___ DATA SECTION ___
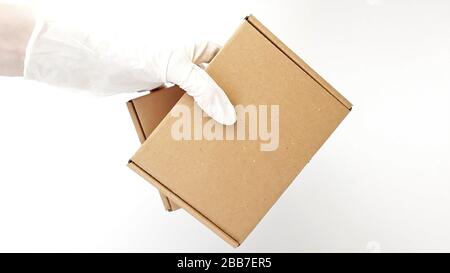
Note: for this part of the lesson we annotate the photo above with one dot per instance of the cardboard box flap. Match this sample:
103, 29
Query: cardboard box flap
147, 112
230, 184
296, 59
___
___ DATA SECTION ___
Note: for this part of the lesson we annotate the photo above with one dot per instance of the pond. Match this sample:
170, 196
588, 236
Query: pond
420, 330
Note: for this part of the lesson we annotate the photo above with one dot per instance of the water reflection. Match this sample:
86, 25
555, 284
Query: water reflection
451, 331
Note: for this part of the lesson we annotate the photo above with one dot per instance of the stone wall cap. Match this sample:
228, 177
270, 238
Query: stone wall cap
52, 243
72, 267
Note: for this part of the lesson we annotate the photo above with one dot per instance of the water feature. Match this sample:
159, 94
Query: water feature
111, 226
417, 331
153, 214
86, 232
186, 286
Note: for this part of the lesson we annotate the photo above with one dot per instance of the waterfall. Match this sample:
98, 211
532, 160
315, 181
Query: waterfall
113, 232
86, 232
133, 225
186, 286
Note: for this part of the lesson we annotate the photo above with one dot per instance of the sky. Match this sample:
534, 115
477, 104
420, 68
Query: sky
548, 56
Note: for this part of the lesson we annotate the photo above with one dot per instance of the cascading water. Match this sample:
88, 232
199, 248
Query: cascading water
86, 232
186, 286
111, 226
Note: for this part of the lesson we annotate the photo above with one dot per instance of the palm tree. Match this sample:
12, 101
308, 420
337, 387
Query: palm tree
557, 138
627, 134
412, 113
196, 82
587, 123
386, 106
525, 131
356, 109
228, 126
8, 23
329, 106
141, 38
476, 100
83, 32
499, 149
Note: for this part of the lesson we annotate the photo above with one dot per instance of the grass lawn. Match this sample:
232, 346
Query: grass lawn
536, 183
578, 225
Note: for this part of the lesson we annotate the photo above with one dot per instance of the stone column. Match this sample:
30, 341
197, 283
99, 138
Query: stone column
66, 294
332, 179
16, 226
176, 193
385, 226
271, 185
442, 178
___
# EXERCISE DIRECTIONS
Find every line in the data that contains the string "pond", matching case exactly, and copy each of those lines.

# RESULT
Note: for this part of the lesson we annotate the photo above with one dot per instance of the pond. Match this sample:
Query: pond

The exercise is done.